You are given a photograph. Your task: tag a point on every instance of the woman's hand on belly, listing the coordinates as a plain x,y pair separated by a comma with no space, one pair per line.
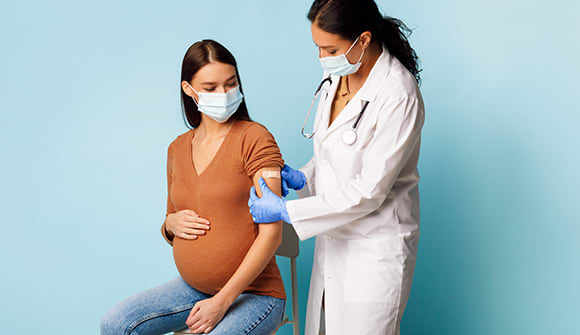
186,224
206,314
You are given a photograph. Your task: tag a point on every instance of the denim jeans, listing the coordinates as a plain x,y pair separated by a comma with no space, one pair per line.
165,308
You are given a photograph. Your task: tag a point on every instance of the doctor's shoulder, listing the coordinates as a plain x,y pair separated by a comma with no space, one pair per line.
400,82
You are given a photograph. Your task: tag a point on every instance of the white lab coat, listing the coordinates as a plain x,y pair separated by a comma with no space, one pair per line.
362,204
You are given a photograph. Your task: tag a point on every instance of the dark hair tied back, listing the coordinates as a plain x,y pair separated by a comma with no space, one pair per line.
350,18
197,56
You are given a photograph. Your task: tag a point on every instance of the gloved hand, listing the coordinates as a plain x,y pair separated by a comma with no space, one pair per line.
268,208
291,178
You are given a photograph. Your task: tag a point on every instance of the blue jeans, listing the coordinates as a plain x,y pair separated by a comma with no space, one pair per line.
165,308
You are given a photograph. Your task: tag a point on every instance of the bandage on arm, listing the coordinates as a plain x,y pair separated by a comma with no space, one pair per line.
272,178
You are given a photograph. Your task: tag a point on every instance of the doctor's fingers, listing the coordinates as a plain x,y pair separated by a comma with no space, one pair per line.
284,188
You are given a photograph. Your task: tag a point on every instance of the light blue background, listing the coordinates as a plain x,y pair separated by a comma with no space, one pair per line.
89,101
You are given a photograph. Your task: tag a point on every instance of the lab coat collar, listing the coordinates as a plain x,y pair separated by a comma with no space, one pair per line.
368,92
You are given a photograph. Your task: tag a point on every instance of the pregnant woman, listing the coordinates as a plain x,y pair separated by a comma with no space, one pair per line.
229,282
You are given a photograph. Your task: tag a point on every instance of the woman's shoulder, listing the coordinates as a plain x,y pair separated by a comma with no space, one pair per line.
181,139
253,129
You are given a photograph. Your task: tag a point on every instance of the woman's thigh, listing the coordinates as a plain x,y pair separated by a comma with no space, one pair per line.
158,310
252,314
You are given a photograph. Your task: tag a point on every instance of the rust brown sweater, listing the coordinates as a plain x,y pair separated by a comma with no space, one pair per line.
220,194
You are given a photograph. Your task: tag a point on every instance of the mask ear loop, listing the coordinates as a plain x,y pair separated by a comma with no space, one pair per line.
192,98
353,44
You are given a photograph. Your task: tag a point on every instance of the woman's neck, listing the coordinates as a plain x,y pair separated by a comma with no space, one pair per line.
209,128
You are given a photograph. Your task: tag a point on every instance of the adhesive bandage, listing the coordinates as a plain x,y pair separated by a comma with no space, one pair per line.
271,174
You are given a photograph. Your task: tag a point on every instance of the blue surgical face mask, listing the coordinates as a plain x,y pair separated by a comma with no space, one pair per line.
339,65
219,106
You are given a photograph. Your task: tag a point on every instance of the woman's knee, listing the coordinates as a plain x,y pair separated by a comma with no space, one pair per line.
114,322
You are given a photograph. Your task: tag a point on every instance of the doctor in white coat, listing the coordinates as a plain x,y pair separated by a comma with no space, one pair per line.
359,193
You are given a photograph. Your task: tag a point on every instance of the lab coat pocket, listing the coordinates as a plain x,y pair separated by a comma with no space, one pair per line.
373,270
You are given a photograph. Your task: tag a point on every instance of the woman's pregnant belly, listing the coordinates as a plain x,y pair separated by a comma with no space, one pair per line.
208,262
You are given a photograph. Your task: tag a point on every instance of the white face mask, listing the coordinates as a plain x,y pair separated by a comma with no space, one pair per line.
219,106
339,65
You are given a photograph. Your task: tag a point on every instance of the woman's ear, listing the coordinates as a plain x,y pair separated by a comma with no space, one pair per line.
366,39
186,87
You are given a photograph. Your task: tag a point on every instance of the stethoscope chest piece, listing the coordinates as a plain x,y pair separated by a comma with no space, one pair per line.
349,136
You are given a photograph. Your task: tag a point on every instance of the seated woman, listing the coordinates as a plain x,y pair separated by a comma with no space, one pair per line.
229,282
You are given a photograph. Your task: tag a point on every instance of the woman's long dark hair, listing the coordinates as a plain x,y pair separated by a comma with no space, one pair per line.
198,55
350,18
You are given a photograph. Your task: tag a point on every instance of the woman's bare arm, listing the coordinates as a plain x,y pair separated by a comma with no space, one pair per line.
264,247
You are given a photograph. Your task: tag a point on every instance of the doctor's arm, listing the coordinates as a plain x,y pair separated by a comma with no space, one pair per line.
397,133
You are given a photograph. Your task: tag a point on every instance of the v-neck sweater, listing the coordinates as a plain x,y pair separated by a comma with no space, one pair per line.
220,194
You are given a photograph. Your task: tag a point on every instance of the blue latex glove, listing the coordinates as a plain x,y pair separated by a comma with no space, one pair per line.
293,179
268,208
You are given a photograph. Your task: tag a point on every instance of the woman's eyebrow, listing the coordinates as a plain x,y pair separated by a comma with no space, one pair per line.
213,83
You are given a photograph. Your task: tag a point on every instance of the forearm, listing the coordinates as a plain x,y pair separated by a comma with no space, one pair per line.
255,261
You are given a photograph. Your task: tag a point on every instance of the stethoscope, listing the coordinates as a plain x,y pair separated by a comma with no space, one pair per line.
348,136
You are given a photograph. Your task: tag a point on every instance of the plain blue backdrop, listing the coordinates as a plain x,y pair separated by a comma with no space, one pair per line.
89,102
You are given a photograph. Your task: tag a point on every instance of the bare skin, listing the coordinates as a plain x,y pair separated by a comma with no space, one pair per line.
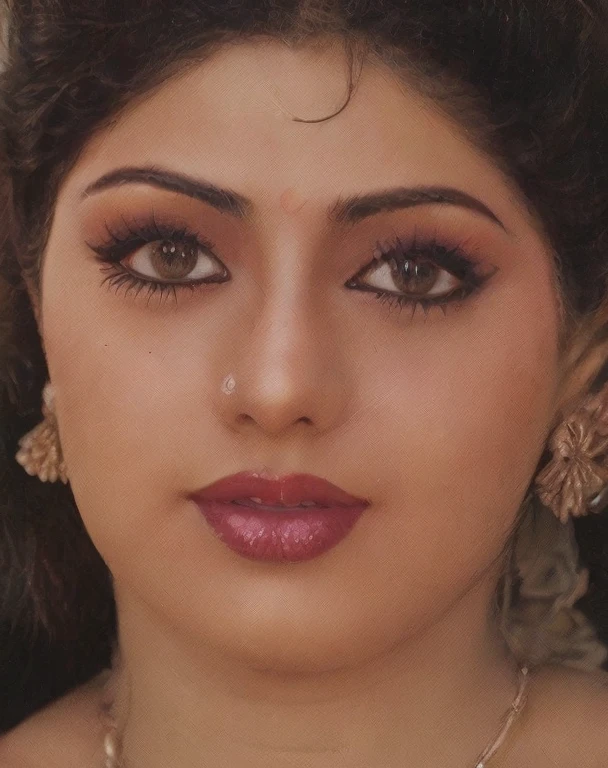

==============================

- Task to complete:
Only the pictures may be dropped when you copy the data above; everything else stays exact.

- Solution to the exercise:
You are given a photograph. Your task: tag a point on every instance of the woman's hand on belly, listing the coordinates as a plain x,y pair separated by a comma with no space, one pair per line.
186,224
206,314
You are given a photograph. Your task: tag a point on every instance of the denim jeans, listing the coordinates as a plain x,y pair separated by a comma with no space, one pair per line.
165,308
You are given a photograph. Your task: tag a point on every instance of the doctor's shoulder, listing the coordinates as a plain x,y pair separated by a comma with no space, one pair per line.
400,82
You are given a photograph. Your task: tag a point on every instance of the white lab coat, listing the coordinates as a plain x,y pair separated by a comma with no space, one pair per line.
362,204
You are given a photograph. Your task: tag a point on every instance of the dark hair tied back, listing the coordinates as a plain x,y pair separated by a comma with no space, one pair per line.
350,18
197,56
You are given a photograph. Your task: tag a point on every instance of the gloved hand, listing the coordinates as a plain x,y pair separated by a comma with no space, one pair per line.
268,208
291,178
You are given a photograph. Your task: tag a point on every instance of the blue jeans, listing the coordinates as a plain x,y pair separated by a comma with no space, one pair per line.
165,308
You are given a photograph. Your task: tag a point on every instance of the bandage on arm, listing the coordinates as a plain x,y pair separated by a comma with no space, one pair per line.
272,178
You are given a photograph. Your task: tag a point on every instance of the doctor's fingers, listing the coordinates as a plain x,y pair separated by a comma with no space, one pair per line.
284,188
You are given a photograph. Your task: tag a point on every instance of the light blue background, listing the coordinates as a plain x,y pair separated by a comma with no space, one pair per line.
89,101
You are given a photograph. Your task: tag a point on every instance of the lab coat collar, listing the coordinates as a plain x,y pair separated by a comma with no space, one pair per line.
368,92
You are given a photograph. Your task: tag a point on every instance of the pregnant woman, listing the coordinates as a plain x,y pair separated by a comma with no space, one pair per line.
229,282
You are given a photograph. Your task: tag a point on every instance of the woman's shoulder, listing the coordinates as a plain x,y pair separated by a comma with no space, one pair per line.
181,139
253,129
You are given a photograph. Your task: tag a point on every instance of the woman's thigh, listing the coordinates as a plain x,y pair separated by a comma with no space, one pair per line.
158,310
252,314
You are given a photograph. Your task: tag a point on every instance of the rust brown sweater, listing the coordinates as a plain x,y pair separated by a comma with no space, one pair per line.
220,194
You are given a photograph. Your task: tag a point on every instance of the mask ear loop, listing the coordinates as a plain x,y pair separated by a comma with no space, one pair per line.
192,98
353,44
You are given a photograph. Your task: tag a point on every instance of the woman's neck, listing the coordinates as a plain x,y pair separated by a comma with no space, one pair per line.
209,128
You are given a photograph. Your task: tag a point on every instance of the adhesive bandage, listing the coordinates as a plain x,y pair separated by a comma with no space, one pair per line.
271,174
You are given a photograph. Your task: tag a point on every instance of the blue surgical face mask, listing the coordinates as a plain x,y pair separated by a comma with no space, one pair per line.
339,65
219,106
You are given a photograph. Your task: tag a point on every instance of the woman's knee, listing the coordinates as a plain x,y pair separated by a comma with no space, one pair per line.
114,322
You are given a photograph. Your task: tag a point on every instance of the doctor in white coat, listing the coordinates as a plain x,y pair separated by a comma with no space, one pair per line.
359,193
You are given a photograph. Your task: tag a point on every instance of the lab coat pocket, listing the coordinates as a plain x,y pair separated by a comma with no space, one pair per line.
373,270
You are given a photograph. Your task: tag a point on every instance of the woman's pregnant belly, listing the coordinates as a plain x,y pair separated by a comma with no space, one pair per line.
208,262
You are given a photograph. Your task: tag a point on every instance of the white face mask, listing the coordinates as a plain x,y pair separated by a comma with no space, one pair per line.
219,106
339,65
You are given a photograph. Your task: tag a point on every instance of the woman's ear, listing the coordinates as a plain x,y pair separated by a comma with no space, one pair per line.
366,39
186,87
You are given a photograph. Your task: tag a point on every instance of the stethoscope chest piece, listing the coordinates as a plain x,y pair separated by a comma with no space, one pair per line.
349,136
You are given a photograph. Your task: tag a point on every instance of the seated woman, listing the coordinates as a plain x,y pair separated by a comma with no space, one pair per line.
229,282
You are given a photograph. Your task: tag a point on every instance of the woman's long dark hair, listing the coordinates as a plain x,y pair separated by a comma with no space, one pair per line.
198,55
350,18
You are given a photograph. Your task: tag a point on every instance of the woman's bare arm, listing the coordinates as a plain x,y pair separated by a comma with no space, one pair per line.
264,247
You are given a photograph. Your task: tag a point on every instance of the doctor's arm, listing the coordinates as a plain x,y pair separated by a comma with no space, one pair per line.
397,133
You are given a photograph. Your task: tag a point on every instance of the v-neck sweater, listing the coordinates as a plain x,y pair separated by a comma with no space, one pair per line.
220,194
You are given a photograph. Your task: tag a point on every instance of the blue latex glove, listing the coordinates as a plain x,y pair separated by a comma with no space, one pair per line.
293,179
268,208
You are given a photograph. Your task: tag a point on every instance of the woman's eyebrow, listing the coordinates as a plain x,y pair separated by a comma with no space, one pair per line.
213,83
You are given a photograph. Your task: tag a point on every instance of the forearm, listing the coordinates as a plain x,y pair separated by a comma with no space, one pair per line.
255,261
You are given a photograph. Your task: tag a point on every instance of the stethoscope, listing the coordinates as a plain x,y pair separated by a comma with no space, one pair per line.
348,136
You are given a photograph. Your task: tag a point on every instance of the plain blue backdrop, listing the coordinates as a plain x,y pair separated by a comma with no space, one pair per line.
89,102
You are given a photograph. Your task: tag a point on every instance of the bare skin, listing the coordinates as a plain x,y pair separated by a comma with no space, one pair per line.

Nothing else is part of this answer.